Oh yeah, and watch out for that Aussie, remember, their footballs aren't shaped right!!!!!!!


----------



## KYPrepper (Jan 17, 2014)

Deebo I don't think you were one I was referring to exactly. But it's all good with me. I don't think you need to worry about or be weary about things with me. Just a youngin lookin to some old dogs for some old tricks. I don't like all the new ones they got out haha


----------



## pheniox17 (Dec 12, 2013)

KYPrepper said:


> Like I said bud wasn't really trying to think a scenario like that our t I guess. Jus bored. I see what you mean and I whole heartedly agree, that would make for great conversation. That comment was coming since I started posting here, wasn't just you either. I have found nothing but intelligent witty hilarious people here. I can take some harping don't get me wrong. I think your last post should have been your first, that's a way better first impression. No offense.


my first comment was my impression of the original post... and carried my second post as a response to your disappointment in replies, as I said topics that revolve around equipment losses or you can only grab one thing what is it, my arse hole part of my personality comes out, in force (no offence) so the impression you got was justified and intended (no offence)

on the plus you weren't trying to sell me shit


----------



## pheniox17 (Dec 12, 2013)

Deebo said:


> Oh yeah, and watch out for that Aussie, remember, their footballs aren't shaped right!!!!!!!


yet our football based games don't require body armor and go for 80+ mins 1 squad with reserves and only 10mis brake between halves


----------



## KYPrepper (Jan 17, 2014)

None taken. I think I see what you guys are talking about. Reps from the government or companies wanting to sell the "perfect survival" tool or trying to see where you all are planning on bugging out to, or how much ammo you have stocked up? Was that what I was mistaken for? Or did Just sound like a total douche asking the question? Dumb question, or mistaken for government ploy? Haha


----------



## KYPrepper (Jan 17, 2014)

Every other word out of the Aussie's mouth sounds like it's coming off a metric converter. Reserves? Squad? Arse hole? Haha


----------



## Deebo (Oct 27, 2012)

pheniox17 said:


> yet our football based games don't require body armor and go for 80+ mins 1 squad with reserves and only 10mis brake between halves


I knew that would "get your goat".

And yes, KY you have weathered the "test".


----------



## Deebo (Oct 27, 2012)

I try not to be stereotypical, but when I see Pheonix's posts, I automatically think Crocodyle Dundee. I do like how he is quick to call "bullshit".


----------



## pheniox17 (Dec 12, 2013)

GOD SAVE NEW ZEALAND!!! bwhahaha


----------



## pheniox17 (Dec 12, 2013)

Data excerpt:
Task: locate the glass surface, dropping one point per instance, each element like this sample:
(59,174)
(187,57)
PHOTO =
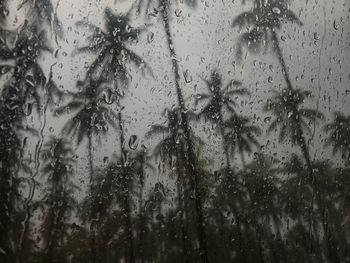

Goal of the exercise: Carry on the prepper forum thread from its last line.

Task output:
Deebo said:


> I try not to be stereotypical, but when I see Pheonix's posts, I automatically think Crocodyle Dundee. I do like how he is quick to call "bullshit".


yea I would make a bad politician...


----------



## Deebo (Oct 27, 2012)

Sorry the politically correct part of me couldn't watch a team named "the all blacks"..


----------



## pheniox17 (Dec 12, 2013)

why not, it's a tribute to new Zealand history


----------



## KYPrepper (Jan 17, 2014)

The one thing American football is missing, that overseas does have on us, are hooligans haha. My favorite team(Oakland Raiders) probably have the wildest, craziest, deadliest fan base in the NFL, yet the shoulder-pad wearing, black and silver face colored, wild hair and costume wearing, Raider Nation is made to look like a bunch of school boys when compared to some of the fans across the pond. That kind of die-hard mentality for your city and/or your home team is freaking awesome IMO haha. Oh, and for the record, the greatest basketball program in the world: The University of Kentucky haha Go Big Blue!!!


----------



## Pir8fan (Nov 16, 2012)

KYPrepper said:


> Okay here's the scenario: S has HTF. You're in a crowded suburban area/Warehouse or business district(not in the woods or out in nature. For this exercise think "concrete jungle") You had a fully stocked BOB with food water and an array of items. Unfortunately you lost that bag in a scuffle with a group of outsiders. You did manage to grab 5 items of your's before they took off. You're left with no food, no water, and no guns and ammo. What 5 items did you manage to grab, and how will you use these items to find the other necessary items for survival??? Or how will you use the 5 items by themselves to survive and how long do you think you will last with said 5 items.


Irrelevant. My side arm and ammo would not have been in the bag. It would have been strapped to me and ready to use.


----------



## KYPrepper (Jan 17, 2014)

Oh wow here we go again hahaha. Thanks for your insight buddy


----------



## Slippy (Nov 14, 2013)

Don't let the mean ones get you down KYPrepper. Your A-OK in my book.

One 2 part question; Are you storing a bunch of KY Jelly or are you preparing for the SHTF BECAUSE of KY Jelly?


----------



## pheniox17 (Dec 12, 2013)

Slippy said:


> One 2 part question; Are you storing a bunch of KY Jelly or are you preparing for the SHTF BECAUSE of KY Jelly?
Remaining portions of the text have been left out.